Problem description: Reproduce the listing below verbatim, line for line, without altering any character.

Start of Dataset content

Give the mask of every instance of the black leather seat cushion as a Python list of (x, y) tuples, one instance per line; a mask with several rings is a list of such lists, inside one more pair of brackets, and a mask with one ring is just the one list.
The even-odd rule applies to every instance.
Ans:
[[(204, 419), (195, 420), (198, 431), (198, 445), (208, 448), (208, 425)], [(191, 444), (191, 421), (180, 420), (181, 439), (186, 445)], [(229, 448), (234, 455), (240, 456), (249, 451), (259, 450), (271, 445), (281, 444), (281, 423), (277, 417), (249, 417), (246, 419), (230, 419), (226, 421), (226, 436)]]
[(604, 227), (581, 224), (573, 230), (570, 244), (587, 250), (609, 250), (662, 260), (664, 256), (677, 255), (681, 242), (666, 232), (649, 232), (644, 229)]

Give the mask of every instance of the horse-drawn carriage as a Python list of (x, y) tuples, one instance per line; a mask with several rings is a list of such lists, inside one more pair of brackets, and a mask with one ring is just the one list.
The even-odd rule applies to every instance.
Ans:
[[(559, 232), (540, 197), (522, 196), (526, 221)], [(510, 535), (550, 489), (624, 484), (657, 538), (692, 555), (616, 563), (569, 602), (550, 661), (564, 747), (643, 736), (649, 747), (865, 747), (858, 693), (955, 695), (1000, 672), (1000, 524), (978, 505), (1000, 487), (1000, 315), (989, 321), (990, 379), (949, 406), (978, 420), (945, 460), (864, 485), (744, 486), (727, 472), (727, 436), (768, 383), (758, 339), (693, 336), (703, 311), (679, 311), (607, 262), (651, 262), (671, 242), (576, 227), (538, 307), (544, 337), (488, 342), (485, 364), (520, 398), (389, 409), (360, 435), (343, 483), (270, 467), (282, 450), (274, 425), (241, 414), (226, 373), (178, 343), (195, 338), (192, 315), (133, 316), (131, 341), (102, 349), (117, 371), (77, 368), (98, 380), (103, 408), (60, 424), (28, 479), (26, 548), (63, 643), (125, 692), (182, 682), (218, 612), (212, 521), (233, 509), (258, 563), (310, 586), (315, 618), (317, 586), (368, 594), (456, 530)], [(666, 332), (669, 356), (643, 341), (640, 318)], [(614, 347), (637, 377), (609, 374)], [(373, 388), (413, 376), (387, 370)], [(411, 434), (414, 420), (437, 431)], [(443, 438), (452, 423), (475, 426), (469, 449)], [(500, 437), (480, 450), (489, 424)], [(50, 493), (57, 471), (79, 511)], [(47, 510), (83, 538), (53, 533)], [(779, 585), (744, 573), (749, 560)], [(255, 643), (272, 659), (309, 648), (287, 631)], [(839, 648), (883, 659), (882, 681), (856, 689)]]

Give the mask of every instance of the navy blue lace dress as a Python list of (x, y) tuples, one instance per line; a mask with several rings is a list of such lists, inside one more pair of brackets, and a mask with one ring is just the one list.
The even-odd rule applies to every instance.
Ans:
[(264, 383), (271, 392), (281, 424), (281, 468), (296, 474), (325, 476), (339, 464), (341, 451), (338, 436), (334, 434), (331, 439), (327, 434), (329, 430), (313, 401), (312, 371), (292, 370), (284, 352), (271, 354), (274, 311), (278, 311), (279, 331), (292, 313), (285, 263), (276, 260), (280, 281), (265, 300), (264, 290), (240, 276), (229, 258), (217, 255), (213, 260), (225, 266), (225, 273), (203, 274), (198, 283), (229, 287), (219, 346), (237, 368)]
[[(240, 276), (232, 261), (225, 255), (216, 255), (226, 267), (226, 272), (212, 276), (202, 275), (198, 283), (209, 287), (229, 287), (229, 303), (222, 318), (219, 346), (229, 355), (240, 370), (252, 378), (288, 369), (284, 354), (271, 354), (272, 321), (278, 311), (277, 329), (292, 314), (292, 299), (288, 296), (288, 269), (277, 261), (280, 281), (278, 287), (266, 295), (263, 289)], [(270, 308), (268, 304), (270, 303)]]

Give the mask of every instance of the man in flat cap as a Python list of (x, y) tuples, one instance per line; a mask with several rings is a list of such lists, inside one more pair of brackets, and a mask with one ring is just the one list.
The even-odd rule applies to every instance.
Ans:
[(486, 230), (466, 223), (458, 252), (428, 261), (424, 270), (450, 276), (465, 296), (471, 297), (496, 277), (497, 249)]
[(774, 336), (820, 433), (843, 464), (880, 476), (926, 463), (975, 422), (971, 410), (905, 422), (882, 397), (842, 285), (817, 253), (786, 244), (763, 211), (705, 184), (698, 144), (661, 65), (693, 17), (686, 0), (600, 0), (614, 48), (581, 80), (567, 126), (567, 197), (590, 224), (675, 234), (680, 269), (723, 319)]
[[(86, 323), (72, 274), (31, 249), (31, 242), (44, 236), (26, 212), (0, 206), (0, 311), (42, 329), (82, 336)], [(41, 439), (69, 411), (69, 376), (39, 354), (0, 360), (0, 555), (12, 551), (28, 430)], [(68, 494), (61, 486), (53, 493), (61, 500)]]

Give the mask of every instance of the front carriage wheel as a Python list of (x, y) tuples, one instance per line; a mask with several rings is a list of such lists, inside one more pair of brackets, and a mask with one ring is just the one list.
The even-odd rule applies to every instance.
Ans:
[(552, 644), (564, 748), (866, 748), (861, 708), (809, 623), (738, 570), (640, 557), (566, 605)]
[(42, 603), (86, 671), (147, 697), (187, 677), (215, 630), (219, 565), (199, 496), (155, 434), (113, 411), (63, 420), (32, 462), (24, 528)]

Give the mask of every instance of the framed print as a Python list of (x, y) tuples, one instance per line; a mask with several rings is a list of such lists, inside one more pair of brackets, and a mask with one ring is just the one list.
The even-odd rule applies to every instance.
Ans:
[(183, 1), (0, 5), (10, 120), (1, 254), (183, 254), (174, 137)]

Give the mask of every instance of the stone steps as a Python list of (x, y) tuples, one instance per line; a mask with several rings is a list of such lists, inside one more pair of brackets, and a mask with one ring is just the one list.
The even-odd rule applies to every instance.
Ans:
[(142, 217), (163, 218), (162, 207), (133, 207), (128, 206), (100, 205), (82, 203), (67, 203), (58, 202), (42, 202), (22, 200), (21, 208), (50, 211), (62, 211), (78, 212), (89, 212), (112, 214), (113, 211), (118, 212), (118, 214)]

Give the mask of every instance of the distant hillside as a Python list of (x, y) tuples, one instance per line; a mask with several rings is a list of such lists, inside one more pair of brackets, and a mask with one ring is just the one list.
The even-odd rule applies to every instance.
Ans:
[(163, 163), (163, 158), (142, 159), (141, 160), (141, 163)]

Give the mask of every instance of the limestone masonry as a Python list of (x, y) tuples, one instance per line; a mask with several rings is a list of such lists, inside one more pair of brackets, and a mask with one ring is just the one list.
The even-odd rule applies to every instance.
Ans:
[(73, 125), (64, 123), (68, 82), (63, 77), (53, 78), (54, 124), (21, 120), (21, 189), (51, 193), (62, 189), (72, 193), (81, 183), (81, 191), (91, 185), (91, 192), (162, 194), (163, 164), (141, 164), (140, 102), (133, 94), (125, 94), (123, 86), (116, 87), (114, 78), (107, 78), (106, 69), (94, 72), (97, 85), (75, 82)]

End of Dataset content

Finished exercise:
Give the mask of every instance of the black leather seat cushion as a Python list of (x, y) tuples, one instance per line; a mask with several rings is a list of such lists, inside one more pair of brackets, and a mask with one ring is just the one list.
The even-odd rule applies to every instance.
Ans:
[[(204, 419), (195, 420), (198, 431), (198, 445), (208, 448), (208, 425)], [(191, 444), (191, 421), (180, 420), (181, 439), (186, 445)], [(229, 448), (234, 455), (240, 456), (249, 451), (259, 450), (271, 445), (281, 444), (281, 423), (277, 417), (249, 417), (246, 419), (230, 419), (226, 421), (226, 436)]]
[(604, 227), (581, 224), (573, 230), (570, 244), (587, 250), (609, 250), (662, 260), (664, 256), (677, 255), (681, 242), (666, 232), (649, 232), (644, 229)]

Give the mask of every instance of the horse-drawn carriage as a Python list of (x, y) tuples, one instance per line; a mask with several rings is a list of such lists, inside one more pair of brackets, and a mask with one ring is just the one list.
The even-odd rule applies to every instance.
Ans:
[[(559, 232), (540, 197), (522, 196), (526, 221)], [(510, 535), (550, 489), (624, 484), (657, 538), (692, 555), (616, 563), (569, 602), (550, 661), (564, 747), (643, 736), (649, 747), (865, 747), (858, 693), (955, 695), (1000, 672), (1000, 524), (978, 505), (1000, 487), (1000, 315), (989, 321), (990, 379), (949, 406), (978, 420), (945, 460), (864, 485), (744, 486), (727, 472), (727, 436), (768, 383), (758, 339), (693, 336), (703, 311), (679, 311), (607, 262), (651, 262), (671, 242), (576, 227), (538, 307), (544, 337), (488, 342), (485, 364), (520, 398), (389, 409), (360, 435), (343, 483), (270, 467), (282, 450), (274, 425), (241, 414), (226, 373), (178, 343), (195, 338), (192, 315), (133, 316), (131, 341), (102, 349), (117, 371), (77, 368), (98, 380), (103, 408), (60, 424), (28, 479), (26, 548), (63, 643), (125, 692), (182, 682), (218, 612), (212, 521), (233, 509), (258, 563), (310, 586), (315, 618), (317, 586), (368, 594), (456, 530)], [(666, 332), (669, 356), (643, 341), (640, 318)], [(614, 347), (637, 377), (609, 374)], [(373, 388), (413, 376), (387, 370)], [(411, 434), (414, 420), (437, 431)], [(443, 438), (452, 423), (475, 426), (469, 449)], [(500, 437), (480, 450), (489, 424)], [(50, 493), (57, 471), (79, 511)], [(47, 510), (83, 538), (53, 533)], [(779, 585), (744, 573), (749, 560)], [(255, 643), (272, 659), (309, 648), (287, 631)], [(839, 648), (883, 659), (882, 681), (856, 689)]]

Give the mask of every instance of the navy blue lace dress as a Python list of (x, y) tuples, one instance per line; a mask with several rings is a list of such lists, inside one more pair of brackets, and a mask with one ring is just the one list.
The even-odd rule applies to every instance.
Ans:
[(264, 383), (271, 392), (281, 424), (281, 468), (296, 474), (325, 476), (339, 464), (341, 451), (338, 436), (334, 434), (331, 439), (327, 434), (329, 430), (313, 401), (312, 371), (292, 370), (284, 352), (271, 354), (274, 311), (278, 311), (279, 331), (292, 313), (285, 263), (276, 260), (280, 281), (265, 300), (264, 290), (240, 276), (229, 258), (217, 255), (213, 260), (225, 266), (225, 273), (203, 274), (198, 283), (229, 287), (219, 346), (237, 368)]
[[(240, 276), (232, 261), (225, 255), (216, 255), (226, 267), (226, 272), (212, 276), (202, 275), (198, 283), (209, 287), (229, 287), (229, 303), (222, 318), (219, 346), (229, 355), (240, 370), (252, 378), (288, 369), (284, 354), (271, 354), (272, 321), (278, 311), (277, 329), (292, 314), (292, 299), (288, 296), (288, 269), (277, 261), (280, 281), (278, 287), (266, 295), (263, 289)], [(270, 308), (268, 304), (270, 303)]]

Give the mask of every instance of the man in flat cap as a Python list of (x, y) tuples, one instance per line; a mask with several rings is a list of such lists, inside one more pair of brackets, and a mask with one ring is just the one list.
The even-odd rule applies to every instance.
Ans:
[(486, 230), (466, 223), (458, 252), (428, 261), (424, 270), (450, 276), (465, 296), (471, 297), (496, 277), (497, 249)]
[(774, 336), (820, 433), (843, 464), (880, 476), (926, 463), (975, 422), (971, 410), (905, 422), (882, 397), (842, 285), (817, 253), (786, 244), (763, 211), (705, 184), (698, 144), (661, 65), (693, 17), (686, 0), (600, 0), (614, 48), (581, 80), (567, 126), (567, 197), (590, 224), (675, 234), (680, 269), (723, 319)]
[[(86, 323), (72, 274), (31, 249), (31, 242), (44, 236), (26, 212), (0, 206), (0, 311), (42, 329), (82, 336)], [(41, 439), (69, 411), (69, 376), (39, 354), (0, 360), (0, 555), (12, 551), (28, 430)], [(68, 494), (61, 486), (53, 493), (61, 500)]]

Give the mask of every instance of the front carriage wheel as a Python list of (x, y) tuples, one instance per line; a mask with several rings is a list of such lists, inside one more pair of brackets, and a mask with one ring is just the one list.
The even-odd rule applies to every instance.
Ans:
[(552, 644), (564, 748), (866, 748), (861, 708), (809, 623), (738, 570), (640, 557), (566, 605)]
[(42, 603), (86, 671), (147, 697), (187, 677), (215, 630), (219, 565), (199, 496), (155, 434), (113, 411), (63, 420), (32, 462), (24, 528)]

Give the mask of every instance of the framed print as a Python list of (x, y) tuples, one instance per line; a mask with several rings is a list of such lists, inside one more pair of brackets, and a mask with one ring is just the one list.
The even-odd rule applies to every instance.
Ans:
[(183, 1), (0, 5), (10, 120), (1, 254), (183, 254), (174, 137)]

Give the mask of every instance of the stone steps as a Python list of (x, y) tuples, one instance per line; a mask with several rings is a list of such lists, inside one more pair of brackets, and a mask with one ring is just the one list.
The even-odd rule applies to every instance.
Ans:
[(142, 217), (163, 218), (162, 207), (133, 207), (128, 206), (100, 205), (82, 203), (67, 203), (58, 202), (42, 202), (22, 200), (21, 208), (50, 211), (62, 211), (78, 212), (89, 212), (112, 214), (113, 211), (118, 212), (118, 214)]

Give the mask of every instance of the distant hillside as a Python list of (x, y) tuples, one instance per line; a mask with several rings is a list of such lists, inside one more pair of brackets, and a mask with one ring is just the one list.
The even-odd rule applies to every instance.
Ans:
[(163, 163), (163, 158), (142, 159), (141, 160), (141, 163)]

Give the mask of every instance of the limestone masonry as a Python list of (x, y) tuples, one instance per line; a mask with several rings is a list of such lists, inside one more pair of brackets, and a mask with one ring is just the one list.
The even-odd rule applies to every instance.
Ans:
[(73, 125), (64, 123), (68, 82), (63, 77), (53, 78), (54, 124), (21, 120), (21, 189), (51, 193), (62, 189), (72, 193), (81, 183), (81, 191), (91, 185), (91, 192), (162, 194), (163, 164), (141, 164), (140, 102), (133, 94), (125, 94), (123, 86), (116, 87), (114, 78), (107, 78), (106, 69), (94, 72), (97, 85), (75, 82)]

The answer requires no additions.